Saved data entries
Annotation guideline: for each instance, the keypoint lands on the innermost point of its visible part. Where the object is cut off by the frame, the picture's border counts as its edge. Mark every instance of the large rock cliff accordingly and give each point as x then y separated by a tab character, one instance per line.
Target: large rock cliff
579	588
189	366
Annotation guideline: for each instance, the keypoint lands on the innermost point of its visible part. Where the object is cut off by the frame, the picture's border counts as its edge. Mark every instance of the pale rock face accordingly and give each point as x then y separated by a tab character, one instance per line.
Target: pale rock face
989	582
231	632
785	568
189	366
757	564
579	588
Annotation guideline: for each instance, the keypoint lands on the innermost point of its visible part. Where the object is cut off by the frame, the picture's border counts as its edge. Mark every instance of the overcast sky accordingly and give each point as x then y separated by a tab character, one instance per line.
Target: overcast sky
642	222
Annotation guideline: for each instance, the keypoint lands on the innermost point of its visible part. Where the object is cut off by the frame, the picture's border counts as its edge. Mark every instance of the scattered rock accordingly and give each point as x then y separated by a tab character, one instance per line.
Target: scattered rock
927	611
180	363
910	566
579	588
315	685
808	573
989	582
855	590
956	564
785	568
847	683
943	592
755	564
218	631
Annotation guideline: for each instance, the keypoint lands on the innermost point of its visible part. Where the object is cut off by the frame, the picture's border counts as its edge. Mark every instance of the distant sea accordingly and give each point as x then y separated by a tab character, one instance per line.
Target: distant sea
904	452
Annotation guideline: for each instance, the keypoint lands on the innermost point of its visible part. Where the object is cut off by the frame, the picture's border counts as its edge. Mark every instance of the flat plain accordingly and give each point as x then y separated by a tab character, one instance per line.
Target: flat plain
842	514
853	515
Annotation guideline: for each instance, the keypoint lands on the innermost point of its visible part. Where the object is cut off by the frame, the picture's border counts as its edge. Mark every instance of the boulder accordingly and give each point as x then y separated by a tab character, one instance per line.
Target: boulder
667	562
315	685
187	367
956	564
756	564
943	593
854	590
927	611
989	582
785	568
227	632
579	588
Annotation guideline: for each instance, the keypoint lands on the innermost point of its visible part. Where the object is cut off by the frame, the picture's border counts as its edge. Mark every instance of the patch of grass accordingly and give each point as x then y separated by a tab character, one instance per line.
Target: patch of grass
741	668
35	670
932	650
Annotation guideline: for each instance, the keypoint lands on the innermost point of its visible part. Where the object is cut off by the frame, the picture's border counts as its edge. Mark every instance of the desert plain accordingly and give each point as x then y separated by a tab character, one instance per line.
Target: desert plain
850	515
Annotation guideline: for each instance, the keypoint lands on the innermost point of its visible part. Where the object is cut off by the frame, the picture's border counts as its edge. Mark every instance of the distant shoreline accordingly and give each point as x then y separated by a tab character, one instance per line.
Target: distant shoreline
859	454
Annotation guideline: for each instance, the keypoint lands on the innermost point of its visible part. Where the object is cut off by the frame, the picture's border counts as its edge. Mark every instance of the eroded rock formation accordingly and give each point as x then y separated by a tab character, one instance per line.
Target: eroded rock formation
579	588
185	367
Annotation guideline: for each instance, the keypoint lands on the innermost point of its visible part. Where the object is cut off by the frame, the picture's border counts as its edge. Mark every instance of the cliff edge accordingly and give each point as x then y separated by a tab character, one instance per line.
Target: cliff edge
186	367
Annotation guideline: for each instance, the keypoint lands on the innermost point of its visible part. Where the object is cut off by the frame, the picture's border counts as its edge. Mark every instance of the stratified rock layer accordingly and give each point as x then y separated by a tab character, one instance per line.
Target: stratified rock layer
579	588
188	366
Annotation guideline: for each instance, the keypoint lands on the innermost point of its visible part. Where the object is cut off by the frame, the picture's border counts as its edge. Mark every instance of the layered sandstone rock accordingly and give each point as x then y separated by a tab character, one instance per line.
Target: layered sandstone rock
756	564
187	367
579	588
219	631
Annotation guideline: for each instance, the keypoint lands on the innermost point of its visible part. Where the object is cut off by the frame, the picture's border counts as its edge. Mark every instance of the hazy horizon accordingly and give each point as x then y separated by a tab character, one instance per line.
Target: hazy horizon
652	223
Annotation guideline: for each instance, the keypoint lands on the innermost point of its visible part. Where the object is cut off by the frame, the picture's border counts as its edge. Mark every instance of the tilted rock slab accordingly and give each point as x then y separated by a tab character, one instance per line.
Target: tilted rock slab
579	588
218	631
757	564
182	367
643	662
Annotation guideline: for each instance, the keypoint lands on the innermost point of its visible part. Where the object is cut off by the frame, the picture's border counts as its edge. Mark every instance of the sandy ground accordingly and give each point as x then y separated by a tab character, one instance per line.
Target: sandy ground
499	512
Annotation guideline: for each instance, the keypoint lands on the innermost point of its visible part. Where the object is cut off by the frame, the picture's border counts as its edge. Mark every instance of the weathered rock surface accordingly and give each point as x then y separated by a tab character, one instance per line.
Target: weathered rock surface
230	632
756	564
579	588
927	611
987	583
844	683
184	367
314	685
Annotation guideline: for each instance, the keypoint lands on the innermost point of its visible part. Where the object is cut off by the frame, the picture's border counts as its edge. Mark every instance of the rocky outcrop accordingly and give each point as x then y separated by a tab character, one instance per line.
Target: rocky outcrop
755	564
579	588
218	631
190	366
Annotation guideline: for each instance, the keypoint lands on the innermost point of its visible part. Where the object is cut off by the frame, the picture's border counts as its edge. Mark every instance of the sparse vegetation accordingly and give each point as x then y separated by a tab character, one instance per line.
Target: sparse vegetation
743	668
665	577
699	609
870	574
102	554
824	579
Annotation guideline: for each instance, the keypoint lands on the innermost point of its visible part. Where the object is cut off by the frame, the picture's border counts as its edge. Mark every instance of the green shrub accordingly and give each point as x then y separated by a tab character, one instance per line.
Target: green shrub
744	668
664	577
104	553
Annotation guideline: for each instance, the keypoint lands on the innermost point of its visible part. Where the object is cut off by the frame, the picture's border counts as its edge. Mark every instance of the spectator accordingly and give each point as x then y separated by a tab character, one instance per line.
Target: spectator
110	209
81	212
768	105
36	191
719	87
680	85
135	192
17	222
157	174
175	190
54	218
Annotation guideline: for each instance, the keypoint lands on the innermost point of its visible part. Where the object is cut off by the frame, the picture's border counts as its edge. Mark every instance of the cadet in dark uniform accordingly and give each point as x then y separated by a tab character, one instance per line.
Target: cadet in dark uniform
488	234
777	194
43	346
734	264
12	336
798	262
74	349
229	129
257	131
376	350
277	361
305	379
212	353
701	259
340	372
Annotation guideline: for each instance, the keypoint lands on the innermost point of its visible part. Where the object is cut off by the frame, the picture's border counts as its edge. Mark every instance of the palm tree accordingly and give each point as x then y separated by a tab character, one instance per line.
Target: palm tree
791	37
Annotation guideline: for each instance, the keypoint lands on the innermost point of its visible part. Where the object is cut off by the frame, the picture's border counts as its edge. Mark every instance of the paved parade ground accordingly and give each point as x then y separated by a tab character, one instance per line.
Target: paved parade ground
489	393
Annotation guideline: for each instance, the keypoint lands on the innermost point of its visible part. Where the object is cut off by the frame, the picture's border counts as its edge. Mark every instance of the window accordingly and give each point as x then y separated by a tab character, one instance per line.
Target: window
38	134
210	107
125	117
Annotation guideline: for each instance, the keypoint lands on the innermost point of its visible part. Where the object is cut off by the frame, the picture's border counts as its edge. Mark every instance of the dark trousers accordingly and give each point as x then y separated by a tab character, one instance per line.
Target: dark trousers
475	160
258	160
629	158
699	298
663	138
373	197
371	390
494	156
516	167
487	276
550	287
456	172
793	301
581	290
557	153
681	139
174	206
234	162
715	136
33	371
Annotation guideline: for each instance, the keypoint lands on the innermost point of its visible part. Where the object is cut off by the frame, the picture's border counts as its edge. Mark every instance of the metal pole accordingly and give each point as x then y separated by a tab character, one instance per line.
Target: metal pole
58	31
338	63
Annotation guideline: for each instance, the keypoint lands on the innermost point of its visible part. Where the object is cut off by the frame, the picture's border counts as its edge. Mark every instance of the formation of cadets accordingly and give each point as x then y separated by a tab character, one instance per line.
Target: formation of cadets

▸ Given request: Turn the stretch of the listing from the line containing "of the dark" through the end into a Markdown table with the columns Row and Line, omitting blank lines.

▸ Solution to the problem:
| Row | Line |
|---|---|
| 1 | Annotation guideline: for each instance, the keypoint lands on the innermost point of its visible part. Where the object is cut off by the frame, the picture's border counts as its edge. Mark every instance of the dark trousers accordingly and give each point as x then y separated by a tab character, one instance per line. |
| 2 | Target: dark trousers |
| 3 | 475	160 |
| 4 | 258	160 |
| 5 | 629	158 |
| 6 | 699	298 |
| 7 | 663	138 |
| 8 | 373	197 |
| 9 | 371	390 |
| 10 | 494	156 |
| 11 | 516	167 |
| 12 | 487	276 |
| 13 | 550	287 |
| 14 | 456	172 |
| 15 | 793	301 |
| 16 | 581	290 |
| 17 | 557	153 |
| 18 | 681	139 |
| 19 | 174	206 |
| 20 | 234	162 |
| 21 | 715	136 |
| 22 | 33	371 |
| 23 | Annotation guideline: for each instance, the keypoint lands on the innermost point of its visible part. Where the object is cut off by the frame, the picture's border counts as its edge. Mark every instance of the metal pole accordingly and give each point as x then y separated by a tab character, one instance per line. |
| 24 | Target: metal pole |
| 25 | 58	31 |
| 26 | 338	63 |
| 27 | Annotation guideline: for each instance, the keypoint lands on the innermost point of its visible part. Where the object is cut off by the frame, the picture's border counts as its edge. Mark every instance of the formation of cadets accordingly and give each point as x then y separated by a tab character, one instance per line. |
| 28 | Target: formation of cadets |